▶ _WORK TO COMPLETE_:
a - In the forum thread on the NSData download problem, in what form does the reply say the server is returning the file?
b - From the forum thread on the NSData download problem, return word for word the part that opens with the words containing "It works for" and closes with "figuring this out.".

▶ _GIVEN PASSAGE_:
----------------

Odd NSData initWithContentsOfURL: issue

  • Hey all,

    I'm trying to grab XML files from various URLs and save the XML file to
    disk as a text file.  Here is the little snippet of code I'm using:

    NSURL *xmlURL = [[NSURL alloc] initWithString:feedURL];
    NSData *theXMLFile = [[NSData alloc] initWithContentsOfURL:xmlURL];
    [theXMLFile writeToFile:@"/tmp/blaa.xml" atomically:TRUE];

    Ok, so all it should do, given the URL as the NSString 'feedURL', is
    grab the data using that URL, then write it out to /tmp/blaa.xml.

    It works for most URLs I try.  But there are some that result in binary
    garbage data in the blaa.xml file!  I'm wondering if anyone has any
    clue where I can look to start figuring this out.

    For example, this XML file works fine:
      http://www.coverville.com/index.xml
    But this one doesn't:
      http://vinylpodcast.com/wp-rss2.php

    If I load 'em up in Firefox or Safari and view source, they both look
    like valid XML text files.  The first is saved as a valid XML text
    file.  The second is saved as binary junk.  The .php extension
    shouldn't matter, since that is a server-side scripting that just sends
    back a valid XML file.

    Any ideas at all???

    Thanks a lot in advance!
    -Mike

    --
    Sent from my .mac account
  • Yes, I know exactly what's going on. The server is returning it as a
    gzipped file. initWithContentsOfURL is obviously saying it can handle
    gzip, but it's not decompressing it for you. This is surprising -
    either it shouldn't say it can handle gzip, or it should decompress it
    for you.

    I suggest passing any data you get back through a gzip decompressor
    (you could use libz directly, or you could see if anybody's written a
    Cocoa wrapper). If it's not gzip data, libz returns it unmodified, and
    if it is, libz returns the correct data.

    On Mar 13, 2005, at 10:27 PM, Michael J. Sherman wrote:

    > I'm trying to grab XML files from various URLs and save the XML file
    > to disk as a text file.  Here is the little snippet of code I'm using:
    >
    > NSURL *xmlURL = [[NSURL alloc] initWithString:feedURL];
    > NSData *theXMLFile = [[NSData alloc] initWithContentsOfURL:xmlURL];
    > [theXMLFile writeToFile:@"/tmp/blaa.xml" atomically:TRUE];
    >
    > Ok, so all it should do, given the URL as the NSString 'feedURL', is
    > grab the data using that URL, then write it out to /tmp/blaa.xml.

----------------

▶ _STORED RECORDS_:
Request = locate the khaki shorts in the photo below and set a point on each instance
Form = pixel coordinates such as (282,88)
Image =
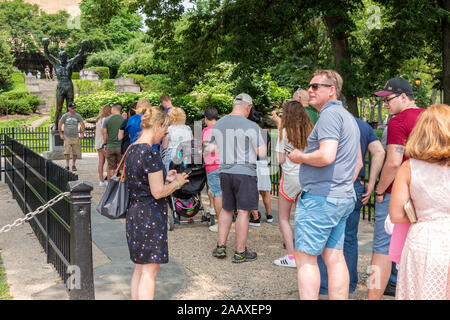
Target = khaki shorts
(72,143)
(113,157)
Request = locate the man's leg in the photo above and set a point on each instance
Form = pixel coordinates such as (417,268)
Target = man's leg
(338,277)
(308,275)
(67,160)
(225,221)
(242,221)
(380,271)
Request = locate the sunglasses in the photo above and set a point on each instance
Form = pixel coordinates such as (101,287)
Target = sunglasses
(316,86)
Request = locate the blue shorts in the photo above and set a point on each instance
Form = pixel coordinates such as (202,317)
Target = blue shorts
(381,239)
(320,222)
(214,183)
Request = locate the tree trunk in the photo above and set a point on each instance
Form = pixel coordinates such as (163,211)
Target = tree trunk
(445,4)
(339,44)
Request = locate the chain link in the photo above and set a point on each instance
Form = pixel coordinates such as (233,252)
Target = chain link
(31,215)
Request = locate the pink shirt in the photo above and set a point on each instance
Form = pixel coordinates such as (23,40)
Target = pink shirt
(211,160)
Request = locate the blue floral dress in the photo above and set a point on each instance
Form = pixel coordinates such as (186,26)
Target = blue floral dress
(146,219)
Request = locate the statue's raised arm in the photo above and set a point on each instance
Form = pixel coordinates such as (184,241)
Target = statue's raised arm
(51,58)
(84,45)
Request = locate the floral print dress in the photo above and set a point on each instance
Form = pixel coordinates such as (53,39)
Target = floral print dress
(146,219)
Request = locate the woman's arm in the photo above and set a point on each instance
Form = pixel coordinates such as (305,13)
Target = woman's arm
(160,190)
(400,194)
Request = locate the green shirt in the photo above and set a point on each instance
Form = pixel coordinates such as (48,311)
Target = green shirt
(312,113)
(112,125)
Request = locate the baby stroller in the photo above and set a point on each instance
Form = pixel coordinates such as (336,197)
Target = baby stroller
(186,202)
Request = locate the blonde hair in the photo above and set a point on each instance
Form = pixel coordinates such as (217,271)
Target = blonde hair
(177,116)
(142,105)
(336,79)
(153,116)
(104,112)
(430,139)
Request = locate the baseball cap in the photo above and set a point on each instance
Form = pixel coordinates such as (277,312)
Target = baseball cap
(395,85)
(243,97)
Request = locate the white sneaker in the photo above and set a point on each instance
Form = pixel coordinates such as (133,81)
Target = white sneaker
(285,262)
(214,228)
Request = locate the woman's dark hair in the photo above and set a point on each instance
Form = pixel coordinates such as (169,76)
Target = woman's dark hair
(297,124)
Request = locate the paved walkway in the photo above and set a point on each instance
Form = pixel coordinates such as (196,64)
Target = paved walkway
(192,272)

----------------

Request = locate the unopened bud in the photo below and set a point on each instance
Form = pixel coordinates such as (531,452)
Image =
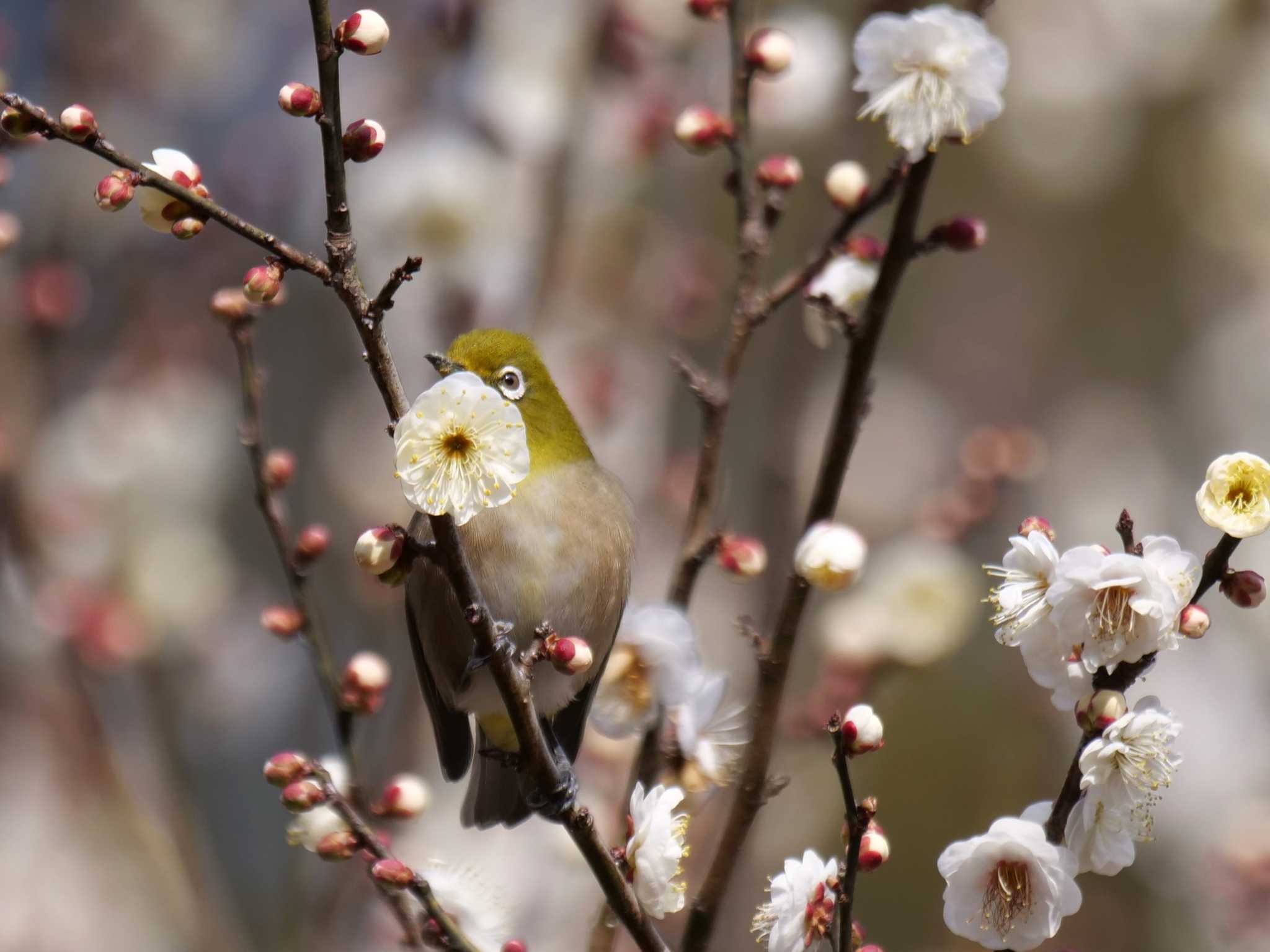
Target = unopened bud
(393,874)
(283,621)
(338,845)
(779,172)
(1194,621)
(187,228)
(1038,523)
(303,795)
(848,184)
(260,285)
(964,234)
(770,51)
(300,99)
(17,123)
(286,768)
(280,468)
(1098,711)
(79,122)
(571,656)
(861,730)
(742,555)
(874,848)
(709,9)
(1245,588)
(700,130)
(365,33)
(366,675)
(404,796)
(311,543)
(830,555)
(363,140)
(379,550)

----------------

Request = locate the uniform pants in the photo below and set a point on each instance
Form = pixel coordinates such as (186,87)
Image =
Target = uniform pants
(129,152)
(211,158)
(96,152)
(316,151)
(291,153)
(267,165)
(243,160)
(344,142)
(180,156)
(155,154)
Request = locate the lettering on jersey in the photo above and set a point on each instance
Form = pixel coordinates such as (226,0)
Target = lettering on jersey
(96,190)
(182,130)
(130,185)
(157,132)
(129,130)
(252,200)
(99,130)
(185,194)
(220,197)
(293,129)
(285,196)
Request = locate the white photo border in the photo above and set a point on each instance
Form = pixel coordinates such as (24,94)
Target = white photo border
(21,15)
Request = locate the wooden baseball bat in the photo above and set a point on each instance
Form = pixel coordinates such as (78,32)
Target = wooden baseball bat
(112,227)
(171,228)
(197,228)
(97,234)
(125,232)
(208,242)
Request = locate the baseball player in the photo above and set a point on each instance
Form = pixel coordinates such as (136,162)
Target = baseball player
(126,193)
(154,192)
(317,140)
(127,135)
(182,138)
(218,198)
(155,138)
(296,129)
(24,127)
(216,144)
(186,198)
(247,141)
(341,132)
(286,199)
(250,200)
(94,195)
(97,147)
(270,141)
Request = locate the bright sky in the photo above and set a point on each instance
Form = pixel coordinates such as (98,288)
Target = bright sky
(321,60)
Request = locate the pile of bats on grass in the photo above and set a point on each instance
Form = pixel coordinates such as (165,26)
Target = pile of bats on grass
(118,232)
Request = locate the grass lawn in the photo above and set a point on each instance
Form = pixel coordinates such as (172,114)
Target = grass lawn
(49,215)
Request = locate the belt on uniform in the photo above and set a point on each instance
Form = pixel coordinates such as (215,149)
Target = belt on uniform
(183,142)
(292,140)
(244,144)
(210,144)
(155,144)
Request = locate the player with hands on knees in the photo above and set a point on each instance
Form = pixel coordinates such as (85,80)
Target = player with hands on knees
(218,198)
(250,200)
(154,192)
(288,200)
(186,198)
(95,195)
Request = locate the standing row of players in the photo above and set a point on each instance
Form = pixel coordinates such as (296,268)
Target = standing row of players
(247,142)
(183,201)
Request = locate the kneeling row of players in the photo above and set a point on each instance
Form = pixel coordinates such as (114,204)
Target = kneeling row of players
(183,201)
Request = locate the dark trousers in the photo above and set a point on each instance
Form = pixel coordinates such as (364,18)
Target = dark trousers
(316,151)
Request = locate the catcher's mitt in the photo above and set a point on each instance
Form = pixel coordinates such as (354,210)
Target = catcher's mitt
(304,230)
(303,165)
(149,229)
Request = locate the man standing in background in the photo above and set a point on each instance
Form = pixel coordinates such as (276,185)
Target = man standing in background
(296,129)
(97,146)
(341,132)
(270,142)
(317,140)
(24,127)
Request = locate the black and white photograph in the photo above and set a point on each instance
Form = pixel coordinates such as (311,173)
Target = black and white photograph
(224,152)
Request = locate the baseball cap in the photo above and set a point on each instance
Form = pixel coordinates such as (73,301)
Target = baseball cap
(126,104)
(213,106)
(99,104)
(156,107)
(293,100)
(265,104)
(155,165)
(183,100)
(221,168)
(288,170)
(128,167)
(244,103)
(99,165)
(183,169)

----------------

▶ _EXPECTED OUTPUTS_:
a - As a gzipped file.

b -
It works for most URLs I try.  But there are some that result in binary
    garbage data in the blaa.xml file!  I'm wondering if anyone has any
    clue where I can look to start figuring this out.